--- ACTION ITEM ---
Your answer must match the data word for word.

= = = =

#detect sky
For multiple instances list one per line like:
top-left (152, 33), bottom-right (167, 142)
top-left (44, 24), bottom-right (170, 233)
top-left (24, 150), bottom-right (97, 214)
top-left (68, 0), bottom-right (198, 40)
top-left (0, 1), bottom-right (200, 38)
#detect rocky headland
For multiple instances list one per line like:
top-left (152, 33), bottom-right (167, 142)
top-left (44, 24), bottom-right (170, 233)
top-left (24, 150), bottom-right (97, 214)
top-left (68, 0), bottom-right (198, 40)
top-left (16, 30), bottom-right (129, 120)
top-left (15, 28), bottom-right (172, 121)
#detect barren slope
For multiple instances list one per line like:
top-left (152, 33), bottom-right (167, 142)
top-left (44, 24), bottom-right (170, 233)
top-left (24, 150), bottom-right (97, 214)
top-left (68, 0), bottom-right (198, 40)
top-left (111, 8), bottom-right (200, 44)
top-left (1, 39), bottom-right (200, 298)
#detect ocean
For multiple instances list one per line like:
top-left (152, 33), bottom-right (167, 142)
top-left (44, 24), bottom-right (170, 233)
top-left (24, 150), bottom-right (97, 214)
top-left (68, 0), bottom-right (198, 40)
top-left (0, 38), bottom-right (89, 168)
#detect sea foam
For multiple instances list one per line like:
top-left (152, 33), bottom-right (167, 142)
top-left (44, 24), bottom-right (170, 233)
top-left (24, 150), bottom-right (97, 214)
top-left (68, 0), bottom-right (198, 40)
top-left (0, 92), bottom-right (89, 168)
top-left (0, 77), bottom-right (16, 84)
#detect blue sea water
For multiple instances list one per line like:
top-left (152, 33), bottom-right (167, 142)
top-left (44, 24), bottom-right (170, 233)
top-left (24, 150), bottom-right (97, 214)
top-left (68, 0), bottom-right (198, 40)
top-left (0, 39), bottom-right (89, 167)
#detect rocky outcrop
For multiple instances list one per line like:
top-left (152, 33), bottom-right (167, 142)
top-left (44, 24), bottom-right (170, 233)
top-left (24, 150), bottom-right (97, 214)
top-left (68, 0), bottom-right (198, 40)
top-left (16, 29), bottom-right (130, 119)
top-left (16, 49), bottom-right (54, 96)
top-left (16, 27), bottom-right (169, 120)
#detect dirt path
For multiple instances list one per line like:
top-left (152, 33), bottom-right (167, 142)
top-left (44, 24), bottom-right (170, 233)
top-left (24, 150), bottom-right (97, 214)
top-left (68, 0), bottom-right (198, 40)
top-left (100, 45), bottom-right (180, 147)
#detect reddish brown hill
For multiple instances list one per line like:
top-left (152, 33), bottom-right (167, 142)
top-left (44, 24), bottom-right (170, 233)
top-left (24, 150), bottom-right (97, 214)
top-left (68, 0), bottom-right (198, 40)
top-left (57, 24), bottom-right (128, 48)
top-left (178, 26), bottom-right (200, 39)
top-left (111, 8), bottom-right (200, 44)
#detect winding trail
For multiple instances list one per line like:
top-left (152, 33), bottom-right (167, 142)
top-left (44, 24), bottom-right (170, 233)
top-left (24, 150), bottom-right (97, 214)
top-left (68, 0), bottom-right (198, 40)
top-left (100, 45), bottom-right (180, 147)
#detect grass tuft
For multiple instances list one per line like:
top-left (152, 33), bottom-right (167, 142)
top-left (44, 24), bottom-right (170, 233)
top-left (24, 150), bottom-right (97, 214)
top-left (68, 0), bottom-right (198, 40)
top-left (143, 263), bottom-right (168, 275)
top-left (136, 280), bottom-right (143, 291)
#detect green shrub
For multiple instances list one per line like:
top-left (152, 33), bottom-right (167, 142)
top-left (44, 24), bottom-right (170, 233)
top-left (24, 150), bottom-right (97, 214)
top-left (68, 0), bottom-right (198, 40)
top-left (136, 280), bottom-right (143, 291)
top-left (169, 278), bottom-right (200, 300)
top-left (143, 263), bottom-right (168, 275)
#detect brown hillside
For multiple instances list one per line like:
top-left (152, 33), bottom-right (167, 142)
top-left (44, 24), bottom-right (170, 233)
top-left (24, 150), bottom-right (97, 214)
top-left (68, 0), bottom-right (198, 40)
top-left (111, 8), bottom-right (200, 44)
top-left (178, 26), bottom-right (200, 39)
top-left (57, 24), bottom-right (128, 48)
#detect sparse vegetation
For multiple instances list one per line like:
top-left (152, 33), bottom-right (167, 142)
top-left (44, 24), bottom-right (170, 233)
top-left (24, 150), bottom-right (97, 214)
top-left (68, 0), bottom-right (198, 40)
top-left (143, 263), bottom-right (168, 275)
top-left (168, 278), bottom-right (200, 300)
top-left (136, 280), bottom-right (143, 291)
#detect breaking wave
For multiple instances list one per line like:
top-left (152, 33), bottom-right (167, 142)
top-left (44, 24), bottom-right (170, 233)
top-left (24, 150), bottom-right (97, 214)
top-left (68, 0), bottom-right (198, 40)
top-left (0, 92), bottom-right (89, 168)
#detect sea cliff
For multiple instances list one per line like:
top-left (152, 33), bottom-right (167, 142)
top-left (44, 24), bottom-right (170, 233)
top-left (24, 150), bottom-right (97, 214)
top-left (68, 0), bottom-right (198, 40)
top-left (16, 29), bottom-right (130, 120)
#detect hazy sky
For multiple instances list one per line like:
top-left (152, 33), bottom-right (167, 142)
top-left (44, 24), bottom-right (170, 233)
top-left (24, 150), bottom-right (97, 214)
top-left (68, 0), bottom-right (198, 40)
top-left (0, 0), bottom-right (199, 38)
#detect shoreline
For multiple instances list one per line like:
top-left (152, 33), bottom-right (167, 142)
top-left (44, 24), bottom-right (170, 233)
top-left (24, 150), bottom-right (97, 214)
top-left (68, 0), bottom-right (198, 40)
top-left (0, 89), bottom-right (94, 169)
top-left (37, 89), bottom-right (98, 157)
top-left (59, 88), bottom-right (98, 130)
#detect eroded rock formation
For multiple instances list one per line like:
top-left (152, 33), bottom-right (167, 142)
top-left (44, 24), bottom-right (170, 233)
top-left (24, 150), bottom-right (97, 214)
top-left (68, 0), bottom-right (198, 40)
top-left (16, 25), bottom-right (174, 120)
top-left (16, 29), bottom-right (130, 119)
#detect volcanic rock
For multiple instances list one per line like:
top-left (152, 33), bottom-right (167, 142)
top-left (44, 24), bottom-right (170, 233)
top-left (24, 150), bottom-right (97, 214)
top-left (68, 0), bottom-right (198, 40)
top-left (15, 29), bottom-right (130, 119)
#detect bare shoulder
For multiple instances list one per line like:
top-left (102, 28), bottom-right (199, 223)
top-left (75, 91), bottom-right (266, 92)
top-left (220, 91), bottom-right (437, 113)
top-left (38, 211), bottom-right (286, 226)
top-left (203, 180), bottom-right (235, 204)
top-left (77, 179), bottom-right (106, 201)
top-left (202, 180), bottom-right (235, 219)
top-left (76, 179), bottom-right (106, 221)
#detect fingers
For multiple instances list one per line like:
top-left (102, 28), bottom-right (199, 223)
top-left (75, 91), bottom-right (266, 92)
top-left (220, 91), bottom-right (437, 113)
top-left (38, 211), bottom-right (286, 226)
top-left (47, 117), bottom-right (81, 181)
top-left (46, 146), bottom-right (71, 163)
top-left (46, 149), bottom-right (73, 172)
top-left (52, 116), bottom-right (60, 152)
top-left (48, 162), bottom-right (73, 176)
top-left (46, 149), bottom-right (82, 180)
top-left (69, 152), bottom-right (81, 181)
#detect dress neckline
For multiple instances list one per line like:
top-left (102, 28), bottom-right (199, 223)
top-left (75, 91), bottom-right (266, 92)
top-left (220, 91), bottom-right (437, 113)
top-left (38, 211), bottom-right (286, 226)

= = = =

--- SOLUTION TO THE EXERCISE ---
#detect sky
For multiple instances list one per line like:
top-left (152, 33), bottom-right (167, 142)
top-left (44, 24), bottom-right (170, 233)
top-left (24, 150), bottom-right (97, 214)
top-left (68, 0), bottom-right (198, 40)
top-left (0, 1), bottom-right (200, 38)
#detect rocky headland
For multiple instances list one per line like:
top-left (152, 33), bottom-right (167, 142)
top-left (44, 24), bottom-right (170, 233)
top-left (24, 150), bottom-right (97, 214)
top-left (68, 0), bottom-right (198, 40)
top-left (16, 30), bottom-right (129, 120)
top-left (15, 28), bottom-right (172, 121)
#detect barren slope
For multiple instances list one per line like:
top-left (152, 33), bottom-right (167, 142)
top-left (44, 24), bottom-right (170, 233)
top-left (24, 150), bottom-right (97, 214)
top-left (68, 0), bottom-right (198, 40)
top-left (111, 8), bottom-right (200, 44)
top-left (1, 39), bottom-right (200, 298)
#detect ocean
For multiple instances list one per line like:
top-left (152, 33), bottom-right (167, 142)
top-left (44, 24), bottom-right (170, 233)
top-left (24, 150), bottom-right (97, 214)
top-left (68, 0), bottom-right (198, 40)
top-left (0, 38), bottom-right (89, 168)
#detect sea foam
For multiple instances list one per line like:
top-left (152, 33), bottom-right (167, 142)
top-left (44, 24), bottom-right (170, 233)
top-left (24, 150), bottom-right (97, 214)
top-left (68, 0), bottom-right (198, 40)
top-left (0, 92), bottom-right (89, 168)
top-left (0, 77), bottom-right (16, 84)
#detect blue sea water
For multiple instances list one per line like:
top-left (152, 33), bottom-right (167, 142)
top-left (44, 24), bottom-right (170, 233)
top-left (24, 150), bottom-right (97, 214)
top-left (68, 0), bottom-right (198, 40)
top-left (0, 39), bottom-right (89, 167)
#detect rocky outcrop
For multiple instances list one per line like:
top-left (152, 33), bottom-right (167, 142)
top-left (44, 24), bottom-right (170, 233)
top-left (24, 150), bottom-right (97, 214)
top-left (68, 0), bottom-right (198, 40)
top-left (16, 29), bottom-right (130, 119)
top-left (16, 49), bottom-right (54, 96)
top-left (16, 27), bottom-right (169, 120)
#detect dirt path
For multiple instances list one per line like:
top-left (152, 33), bottom-right (167, 142)
top-left (44, 24), bottom-right (170, 233)
top-left (24, 150), bottom-right (97, 214)
top-left (68, 0), bottom-right (198, 40)
top-left (100, 45), bottom-right (180, 147)
#detect reddish brown hill
For multiple instances list one per line like:
top-left (152, 33), bottom-right (167, 142)
top-left (44, 24), bottom-right (170, 233)
top-left (24, 150), bottom-right (97, 214)
top-left (68, 0), bottom-right (198, 40)
top-left (57, 24), bottom-right (128, 48)
top-left (178, 26), bottom-right (200, 39)
top-left (111, 8), bottom-right (200, 44)
#detect winding trail
For multiple instances list one per line like:
top-left (152, 33), bottom-right (167, 142)
top-left (44, 24), bottom-right (170, 233)
top-left (24, 150), bottom-right (97, 214)
top-left (68, 0), bottom-right (198, 40)
top-left (100, 45), bottom-right (180, 147)
#detect grass tuft
For multiple instances list one per line like:
top-left (152, 33), bottom-right (167, 142)
top-left (44, 24), bottom-right (170, 233)
top-left (24, 150), bottom-right (97, 214)
top-left (68, 0), bottom-right (198, 40)
top-left (143, 263), bottom-right (168, 275)
top-left (136, 280), bottom-right (143, 291)
#detect green shrub
For multiple instances list one per line like:
top-left (152, 33), bottom-right (167, 142)
top-left (44, 24), bottom-right (170, 233)
top-left (24, 150), bottom-right (97, 214)
top-left (68, 0), bottom-right (198, 40)
top-left (136, 280), bottom-right (143, 291)
top-left (169, 278), bottom-right (200, 300)
top-left (143, 263), bottom-right (168, 275)
#detect brown hillside
For multiple instances list one per line like:
top-left (152, 33), bottom-right (167, 142)
top-left (44, 24), bottom-right (170, 233)
top-left (24, 150), bottom-right (97, 214)
top-left (68, 0), bottom-right (198, 40)
top-left (111, 8), bottom-right (200, 44)
top-left (178, 26), bottom-right (200, 39)
top-left (57, 24), bottom-right (128, 48)
#detect sparse vegetation
For multiple instances list one per line like:
top-left (152, 33), bottom-right (167, 142)
top-left (44, 24), bottom-right (170, 233)
top-left (24, 150), bottom-right (97, 214)
top-left (68, 0), bottom-right (198, 40)
top-left (143, 263), bottom-right (168, 275)
top-left (168, 278), bottom-right (200, 300)
top-left (136, 280), bottom-right (143, 291)
#detect breaking wave
For multiple instances list one per line like:
top-left (152, 33), bottom-right (167, 142)
top-left (44, 24), bottom-right (170, 233)
top-left (24, 150), bottom-right (97, 214)
top-left (68, 0), bottom-right (198, 40)
top-left (0, 92), bottom-right (89, 168)
#detect sea cliff
For multiple instances list one per line like:
top-left (152, 33), bottom-right (167, 142)
top-left (44, 24), bottom-right (170, 233)
top-left (24, 150), bottom-right (97, 214)
top-left (68, 0), bottom-right (198, 40)
top-left (16, 29), bottom-right (130, 120)
#detect hazy sky
For multiple instances list one per line like:
top-left (152, 33), bottom-right (167, 142)
top-left (44, 24), bottom-right (170, 233)
top-left (24, 150), bottom-right (97, 214)
top-left (68, 0), bottom-right (198, 40)
top-left (0, 0), bottom-right (199, 38)
#detect shoreline
For multiple instances list one per line like:
top-left (152, 33), bottom-right (167, 142)
top-left (44, 24), bottom-right (170, 233)
top-left (24, 150), bottom-right (97, 214)
top-left (68, 0), bottom-right (198, 40)
top-left (0, 89), bottom-right (94, 169)
top-left (37, 89), bottom-right (98, 157)
top-left (59, 88), bottom-right (98, 130)
#detect eroded rock formation
For multiple instances list one per line like:
top-left (152, 33), bottom-right (167, 142)
top-left (44, 24), bottom-right (170, 233)
top-left (24, 150), bottom-right (97, 214)
top-left (68, 0), bottom-right (198, 40)
top-left (16, 25), bottom-right (174, 120)
top-left (16, 29), bottom-right (130, 119)
#detect volcanic rock
For multiple instances list one per line like:
top-left (152, 33), bottom-right (167, 142)
top-left (44, 24), bottom-right (170, 233)
top-left (24, 150), bottom-right (97, 214)
top-left (68, 0), bottom-right (198, 40)
top-left (15, 29), bottom-right (130, 119)
#detect bare shoulder
For multiple instances list one per line like:
top-left (102, 28), bottom-right (199, 223)
top-left (75, 91), bottom-right (266, 92)
top-left (220, 91), bottom-right (437, 113)
top-left (38, 211), bottom-right (286, 226)
top-left (203, 180), bottom-right (235, 204)
top-left (77, 179), bottom-right (106, 201)
top-left (202, 180), bottom-right (235, 219)
top-left (76, 179), bottom-right (106, 221)
#detect fingers
For multiple instances list one per line like:
top-left (102, 28), bottom-right (199, 223)
top-left (75, 91), bottom-right (266, 92)
top-left (220, 91), bottom-right (437, 113)
top-left (38, 211), bottom-right (286, 226)
top-left (47, 117), bottom-right (81, 181)
top-left (46, 146), bottom-right (71, 163)
top-left (46, 149), bottom-right (73, 172)
top-left (52, 116), bottom-right (60, 152)
top-left (48, 162), bottom-right (73, 176)
top-left (46, 149), bottom-right (82, 180)
top-left (69, 152), bottom-right (81, 181)
#detect dress neckline
For multiple instances list one per line like:
top-left (102, 28), bottom-right (199, 223)
top-left (75, 91), bottom-right (266, 92)
top-left (220, 91), bottom-right (437, 113)
top-left (38, 211), bottom-right (286, 226)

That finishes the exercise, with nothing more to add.